◆ **Exercise details**
Exactly as they appear, copy the lines from the start of the entries below to the line containing "[locate] patterned bunting", both ends included.
[Opening Data records section]
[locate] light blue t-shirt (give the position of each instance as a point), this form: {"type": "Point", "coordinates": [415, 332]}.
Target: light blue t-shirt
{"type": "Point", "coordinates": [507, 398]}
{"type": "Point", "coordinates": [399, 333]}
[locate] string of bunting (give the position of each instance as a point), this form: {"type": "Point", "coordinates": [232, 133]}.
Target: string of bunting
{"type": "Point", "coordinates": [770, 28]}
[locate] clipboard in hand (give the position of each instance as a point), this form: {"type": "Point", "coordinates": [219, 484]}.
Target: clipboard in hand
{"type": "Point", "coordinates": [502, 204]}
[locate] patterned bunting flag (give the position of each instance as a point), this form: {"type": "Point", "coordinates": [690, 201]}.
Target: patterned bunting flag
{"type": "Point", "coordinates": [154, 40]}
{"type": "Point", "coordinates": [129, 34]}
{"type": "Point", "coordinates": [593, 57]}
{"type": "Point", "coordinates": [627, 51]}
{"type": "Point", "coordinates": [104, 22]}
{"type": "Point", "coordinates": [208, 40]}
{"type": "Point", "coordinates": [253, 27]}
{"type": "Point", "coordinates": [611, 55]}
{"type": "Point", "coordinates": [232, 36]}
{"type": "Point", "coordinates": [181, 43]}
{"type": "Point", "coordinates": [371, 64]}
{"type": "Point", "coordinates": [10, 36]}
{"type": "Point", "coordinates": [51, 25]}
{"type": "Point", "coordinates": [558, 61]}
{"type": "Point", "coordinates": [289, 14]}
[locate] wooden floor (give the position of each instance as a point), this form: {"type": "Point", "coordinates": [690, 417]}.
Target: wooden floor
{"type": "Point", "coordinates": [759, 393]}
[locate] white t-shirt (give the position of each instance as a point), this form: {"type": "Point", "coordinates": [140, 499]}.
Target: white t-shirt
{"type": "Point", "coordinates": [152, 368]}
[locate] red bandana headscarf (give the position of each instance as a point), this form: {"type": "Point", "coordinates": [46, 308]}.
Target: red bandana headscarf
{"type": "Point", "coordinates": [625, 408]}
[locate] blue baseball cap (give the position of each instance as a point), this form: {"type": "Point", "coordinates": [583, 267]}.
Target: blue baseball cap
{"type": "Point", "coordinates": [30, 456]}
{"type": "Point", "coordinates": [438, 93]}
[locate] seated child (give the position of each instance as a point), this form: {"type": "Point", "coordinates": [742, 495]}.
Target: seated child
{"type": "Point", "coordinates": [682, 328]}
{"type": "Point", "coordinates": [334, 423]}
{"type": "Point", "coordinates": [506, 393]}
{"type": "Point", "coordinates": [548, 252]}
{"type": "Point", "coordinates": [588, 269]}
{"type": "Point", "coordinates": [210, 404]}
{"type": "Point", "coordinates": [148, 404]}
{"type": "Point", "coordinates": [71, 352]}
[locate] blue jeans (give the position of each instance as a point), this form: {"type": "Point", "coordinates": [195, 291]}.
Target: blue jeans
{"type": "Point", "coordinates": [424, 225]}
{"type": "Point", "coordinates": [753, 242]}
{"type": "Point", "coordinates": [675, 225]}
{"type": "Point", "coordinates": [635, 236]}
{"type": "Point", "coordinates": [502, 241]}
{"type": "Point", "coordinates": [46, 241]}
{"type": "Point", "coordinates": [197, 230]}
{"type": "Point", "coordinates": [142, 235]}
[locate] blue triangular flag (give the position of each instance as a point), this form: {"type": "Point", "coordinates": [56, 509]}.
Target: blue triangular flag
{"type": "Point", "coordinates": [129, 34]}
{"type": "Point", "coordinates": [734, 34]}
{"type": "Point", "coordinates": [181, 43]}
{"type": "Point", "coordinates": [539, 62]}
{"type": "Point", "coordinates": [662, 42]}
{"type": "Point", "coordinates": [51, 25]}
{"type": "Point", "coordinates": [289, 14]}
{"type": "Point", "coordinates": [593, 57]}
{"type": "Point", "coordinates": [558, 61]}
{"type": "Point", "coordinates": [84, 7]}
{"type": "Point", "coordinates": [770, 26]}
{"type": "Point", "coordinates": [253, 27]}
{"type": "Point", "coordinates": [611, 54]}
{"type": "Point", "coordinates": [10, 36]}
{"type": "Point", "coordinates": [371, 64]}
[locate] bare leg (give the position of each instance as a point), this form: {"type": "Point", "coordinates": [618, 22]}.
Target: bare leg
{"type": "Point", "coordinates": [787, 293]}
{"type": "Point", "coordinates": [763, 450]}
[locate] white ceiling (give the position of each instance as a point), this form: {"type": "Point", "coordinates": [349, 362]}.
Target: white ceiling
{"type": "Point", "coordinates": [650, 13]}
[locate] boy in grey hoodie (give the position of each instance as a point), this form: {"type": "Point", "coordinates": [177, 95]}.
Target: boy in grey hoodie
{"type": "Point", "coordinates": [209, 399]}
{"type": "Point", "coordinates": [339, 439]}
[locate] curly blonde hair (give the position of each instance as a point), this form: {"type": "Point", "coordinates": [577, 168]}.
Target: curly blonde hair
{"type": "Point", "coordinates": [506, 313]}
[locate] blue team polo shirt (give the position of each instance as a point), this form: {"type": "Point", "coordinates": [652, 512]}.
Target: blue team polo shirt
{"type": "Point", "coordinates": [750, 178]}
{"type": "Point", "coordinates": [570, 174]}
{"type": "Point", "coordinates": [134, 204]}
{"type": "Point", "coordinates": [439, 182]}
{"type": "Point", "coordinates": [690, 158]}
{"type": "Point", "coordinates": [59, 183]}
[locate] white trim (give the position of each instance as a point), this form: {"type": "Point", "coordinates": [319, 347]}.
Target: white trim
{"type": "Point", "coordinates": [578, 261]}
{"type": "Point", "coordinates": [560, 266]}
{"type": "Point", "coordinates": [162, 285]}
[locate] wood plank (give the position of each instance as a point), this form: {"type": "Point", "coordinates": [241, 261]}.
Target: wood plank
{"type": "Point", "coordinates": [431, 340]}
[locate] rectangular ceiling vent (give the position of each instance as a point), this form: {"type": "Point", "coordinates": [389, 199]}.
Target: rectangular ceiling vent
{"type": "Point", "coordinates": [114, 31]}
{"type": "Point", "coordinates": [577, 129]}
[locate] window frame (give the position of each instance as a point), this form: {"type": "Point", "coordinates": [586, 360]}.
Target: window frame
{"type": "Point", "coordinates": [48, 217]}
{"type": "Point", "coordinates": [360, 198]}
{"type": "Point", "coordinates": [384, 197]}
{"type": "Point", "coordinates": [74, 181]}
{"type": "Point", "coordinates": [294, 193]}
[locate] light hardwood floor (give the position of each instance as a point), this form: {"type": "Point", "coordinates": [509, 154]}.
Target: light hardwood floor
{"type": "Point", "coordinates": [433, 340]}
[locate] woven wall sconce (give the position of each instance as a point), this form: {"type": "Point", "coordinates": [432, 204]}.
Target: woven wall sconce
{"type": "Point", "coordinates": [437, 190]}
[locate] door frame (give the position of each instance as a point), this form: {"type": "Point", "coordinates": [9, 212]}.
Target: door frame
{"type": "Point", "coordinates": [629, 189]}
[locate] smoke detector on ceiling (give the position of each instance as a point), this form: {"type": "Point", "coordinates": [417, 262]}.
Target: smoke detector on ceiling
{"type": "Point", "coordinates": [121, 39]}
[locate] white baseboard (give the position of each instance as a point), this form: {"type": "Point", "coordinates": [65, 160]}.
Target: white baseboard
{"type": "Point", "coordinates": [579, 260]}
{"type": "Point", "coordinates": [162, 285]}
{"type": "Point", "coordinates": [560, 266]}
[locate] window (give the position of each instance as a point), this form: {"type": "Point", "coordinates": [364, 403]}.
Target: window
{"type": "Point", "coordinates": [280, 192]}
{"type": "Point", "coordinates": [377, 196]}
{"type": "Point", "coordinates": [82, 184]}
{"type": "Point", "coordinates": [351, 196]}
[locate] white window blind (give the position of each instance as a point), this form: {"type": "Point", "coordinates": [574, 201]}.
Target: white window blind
[Closing Data records section]
◆ **Exercise answer**
[locate] light blue t-shirt (give the position of each instance as a point), this form: {"type": "Point", "coordinates": [415, 332]}.
Target: light blue t-shirt
{"type": "Point", "coordinates": [507, 398]}
{"type": "Point", "coordinates": [399, 333]}
[locate] string of bunting (give the position of each instance as a point), this form: {"type": "Point", "coordinates": [232, 133]}.
Target: string of bunting
{"type": "Point", "coordinates": [770, 28]}
[locate] clipboard in hand (give the position of each instance as a point), this form: {"type": "Point", "coordinates": [219, 484]}.
Target: clipboard in hand
{"type": "Point", "coordinates": [502, 204]}
[locate] patterned bunting flag (give the position of each instance as a point), this form: {"type": "Point", "coordinates": [690, 201]}.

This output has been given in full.